Source text.

My sub-1 list. Pretty sure there are 1083 times there. I don't keep track of avgs (because mobile app), I know I have some sub 1s though.

The 0.14 is a 2 mover, for some reason much faster than all my other 2 movers. I'm not sure if a one mover is possible. The longest I've sub 1'ed is 7 moves, not often though. Only got low 1s at best on 8 moves.

Also I have every 0.xy up to 0.30, which I only got recently with a 0.46.

EDIT:

Read through the thread again. Alex got a one mover on mobile so I guess it is possible, I'm just unlucky. Also Roman's solver is interesting. He only got a 7 mover at worst. Some solutions were very unintuitive (to me) though. Maybe sub 1 global avg is possible.


----------



## @Ratas (Jul 24, 2017)

My record is 0.45 seconds. (3 mover.)


----------



## @Ratas (Jul 24, 2017)

I got 10.28 seconds on 4x4.


----------



## @Ratas (Jul 24, 2017)

9.72 seconds on 4x4.


----------



## @Ratas (Jul 24, 2017)

0.39 seconds on 3x3! (3 mover.)


----------



## @Ratas (Jul 24, 2017)

0.32 seconds on 3x3. (3 mover.)


----------



## tnk351 (Apr 28, 2018)

I found a nice checkerboard pattern:


----------



## @Ratas (Apr 28, 2018)

Is there a version of this where I don't need to wait for the animation of the pieces sliding


----------



## Deathranger999 (Jan 14, 2019)

So uh.

It's been a hot minute since I've even been active at all in the Speedcubing community. 

But I came across this game and this thread again, so I decided to set (to my knowledge) the size record.

150x150

Cool cool.


----------



## Erifdex (Jan 8, 2021)

Entries supplied.
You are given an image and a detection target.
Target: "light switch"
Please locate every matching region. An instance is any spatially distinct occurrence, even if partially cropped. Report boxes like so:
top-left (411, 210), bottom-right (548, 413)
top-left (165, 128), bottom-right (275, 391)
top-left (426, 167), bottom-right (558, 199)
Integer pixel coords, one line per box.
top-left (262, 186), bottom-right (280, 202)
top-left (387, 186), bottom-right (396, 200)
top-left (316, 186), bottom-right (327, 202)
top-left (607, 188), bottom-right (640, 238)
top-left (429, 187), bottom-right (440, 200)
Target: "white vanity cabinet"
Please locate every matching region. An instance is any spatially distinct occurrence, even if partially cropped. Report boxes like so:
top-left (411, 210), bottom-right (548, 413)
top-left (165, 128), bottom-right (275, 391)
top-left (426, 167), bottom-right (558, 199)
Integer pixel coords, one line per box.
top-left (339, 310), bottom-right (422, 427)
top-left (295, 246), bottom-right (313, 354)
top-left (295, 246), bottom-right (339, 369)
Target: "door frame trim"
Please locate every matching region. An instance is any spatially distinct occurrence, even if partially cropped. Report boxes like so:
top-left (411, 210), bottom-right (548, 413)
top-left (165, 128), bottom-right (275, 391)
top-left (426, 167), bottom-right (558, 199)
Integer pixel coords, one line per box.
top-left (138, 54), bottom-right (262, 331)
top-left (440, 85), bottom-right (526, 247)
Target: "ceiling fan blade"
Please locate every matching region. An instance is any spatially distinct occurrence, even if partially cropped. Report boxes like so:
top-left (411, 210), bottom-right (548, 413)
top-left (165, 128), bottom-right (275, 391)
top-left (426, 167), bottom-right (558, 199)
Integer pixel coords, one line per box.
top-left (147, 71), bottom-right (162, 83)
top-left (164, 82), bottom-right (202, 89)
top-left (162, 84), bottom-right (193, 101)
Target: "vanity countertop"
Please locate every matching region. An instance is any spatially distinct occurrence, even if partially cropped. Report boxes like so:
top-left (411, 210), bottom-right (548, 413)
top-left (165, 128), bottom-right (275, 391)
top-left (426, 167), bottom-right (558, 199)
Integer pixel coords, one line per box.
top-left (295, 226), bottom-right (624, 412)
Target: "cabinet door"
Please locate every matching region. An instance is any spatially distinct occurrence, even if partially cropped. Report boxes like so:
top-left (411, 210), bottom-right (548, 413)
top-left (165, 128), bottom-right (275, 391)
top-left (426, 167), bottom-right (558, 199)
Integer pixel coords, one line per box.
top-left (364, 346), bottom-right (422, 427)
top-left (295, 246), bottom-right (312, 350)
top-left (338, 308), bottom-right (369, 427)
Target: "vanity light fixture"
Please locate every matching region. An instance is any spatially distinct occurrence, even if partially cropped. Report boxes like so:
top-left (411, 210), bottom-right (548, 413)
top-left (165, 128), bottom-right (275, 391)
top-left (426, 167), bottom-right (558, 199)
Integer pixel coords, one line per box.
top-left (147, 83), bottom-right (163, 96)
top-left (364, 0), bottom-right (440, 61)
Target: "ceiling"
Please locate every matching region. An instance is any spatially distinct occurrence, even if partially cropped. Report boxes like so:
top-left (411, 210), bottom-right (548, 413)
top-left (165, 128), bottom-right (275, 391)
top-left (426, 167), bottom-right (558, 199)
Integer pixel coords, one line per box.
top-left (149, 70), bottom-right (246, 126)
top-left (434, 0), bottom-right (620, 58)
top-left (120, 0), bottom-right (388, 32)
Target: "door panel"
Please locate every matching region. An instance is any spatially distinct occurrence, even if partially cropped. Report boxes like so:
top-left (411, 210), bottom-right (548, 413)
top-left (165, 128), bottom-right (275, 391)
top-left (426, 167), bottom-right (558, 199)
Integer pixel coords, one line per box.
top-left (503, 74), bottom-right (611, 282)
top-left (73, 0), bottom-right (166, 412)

What is asked.
Can you repeat the puzzle forum thread word for word, starting at "It's been a" and ending at "the size record."? The listing plays no part in this.

Solved problem.
It's been a hot minute since I've even been active at all in the Speedcubing community. 

But I came across this game and this thread again, so I decided to set (to my knowledge) the size record.